## TASK REQUIREMENTS
**A)** Translate this sentence from the Sicher text into Spanish: "All data exchange between mobile apps and Sicher servers is protected using SSL."
**B)** Carry on the Sicher text, picking up right after its final sentence.

## TEXT PROVIDED
•••••
Sicher (German language word meaning "safe", "secure" or "certain") is a freeware instant messaging application for iOS, Android, and Windows Phone. Sicher allows users to exchange end-to-end encrypted text messages, media files and documents in both private and group chats. Sicher is developed by SHAPE GmbH, German company which pioneered mobile messaging with IM+ multi-messenger app it has been offering since 2002.

Security 
Sicher uses asymmetric point-to-point RSA cryptosystem with 2048 bit long key. All data exchange between mobile apps and Sicher servers is protected using SSL. Company claims that encrypted messages are deleted from servers as soon as they have been delivered to recipient. Lifetime of encrypted data (pictures, voice messages, files) is defined by message self-destruction timer value which has a maximum of 14 days, however the chat participant may choose to manually purge messages. On mobile devices all messages, received files and metadata are encrypted before saving them to internal storage, where application passcode is used as a key to symmetric encryption.
•••••
## DATASET SECTION
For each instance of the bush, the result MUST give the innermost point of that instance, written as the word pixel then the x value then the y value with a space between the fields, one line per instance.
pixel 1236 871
•••••
## THE RESULTS
**A)** Todo el intercambio de datos entre las aplicaciones móviles y los servidores de Sicher está protegido mediante SSL.

**B)**
Privacy 
Sicher uses phone number for user authentication due to phone number being a unique identifier that can be easily confirmed and an efficient anti-spam measure. User's address book is used for discovery of Sicher contacts, however address book data is not stored on Sicher servers. 
User may choose to receive anonymous notifications about new messages, which means that notification on lock screen will not display content of incoming message, including sender's name.

Controversy 
Because Sicher is a closed source proprietary application, it is not possible to verify whether the claimed encryption standards are properly used and well implemented. Furthermore, it can not be verified if the servers are free of intentional or accidental security flaws.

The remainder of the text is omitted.